[Stored records]
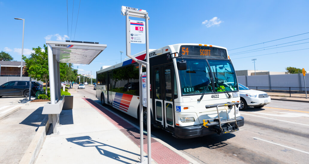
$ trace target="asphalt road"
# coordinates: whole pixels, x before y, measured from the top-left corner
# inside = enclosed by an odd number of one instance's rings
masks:
[[[99,102],[93,87],[76,90]],[[135,118],[108,108],[139,125]],[[309,103],[272,100],[240,112],[245,125],[232,133],[190,139],[160,129],[152,134],[201,163],[309,163]]]

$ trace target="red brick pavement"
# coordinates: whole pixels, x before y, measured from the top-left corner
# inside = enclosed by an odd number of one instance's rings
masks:
[[[139,130],[90,99],[83,98],[114,124],[127,137],[140,147]],[[144,134],[144,151],[147,152],[147,136]],[[156,140],[151,138],[151,158],[159,164],[183,164],[190,162]]]

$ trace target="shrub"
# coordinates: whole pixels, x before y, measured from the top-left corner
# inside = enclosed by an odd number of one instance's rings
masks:
[[[39,99],[42,99],[43,100],[47,100],[48,99],[48,97],[45,94],[41,94],[39,95],[38,96]]]
[[[71,96],[71,93],[67,92],[63,92],[61,90],[61,96],[64,95],[66,96]]]

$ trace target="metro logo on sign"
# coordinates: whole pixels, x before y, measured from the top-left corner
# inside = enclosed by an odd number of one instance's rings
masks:
[[[143,27],[139,27],[138,26],[135,26],[135,30],[142,31]]]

» **Given instruction**
Transcribe every line of the listing above verbatim, leaving out the pictures.

» **Full solution**
$ trace target="asphalt road"
# coordinates: whole pixels, x before y, measured from the top-left corner
# inside = enclosed by an odd number of one instance's rings
masks:
[[[99,102],[93,87],[76,90]],[[135,118],[108,108],[139,125]],[[309,103],[272,100],[240,112],[245,125],[232,133],[190,139],[160,129],[152,134],[201,163],[309,163]]]

$ trace target="red brick pavement"
# coordinates: whole pixels, x before y, measured from the top-left corner
# inside = enclosed by an odd number of one instance's rings
masks:
[[[139,130],[90,99],[83,98],[114,124],[127,137],[140,147]],[[144,134],[144,151],[147,152],[147,136]],[[156,140],[151,138],[151,158],[159,164],[183,164],[190,162]]]

$ trace target="shrub"
# coordinates: whole pixels, x before y, measured from the top-left corner
# inside = enclosed by an odd number of one instance's rings
masks:
[[[39,99],[42,99],[43,100],[47,100],[48,99],[48,97],[45,94],[41,94],[39,95],[38,96]]]
[[[71,96],[71,93],[67,92],[63,92],[61,90],[61,96],[64,95],[66,96]]]

$ trace target="metro logo on sign"
# coordinates: whole pixels, x before y, measured from the top-left corner
# inside = enclosed by an odd number of one instance's rings
masks:
[[[143,27],[139,27],[138,26],[135,26],[135,30],[142,31]]]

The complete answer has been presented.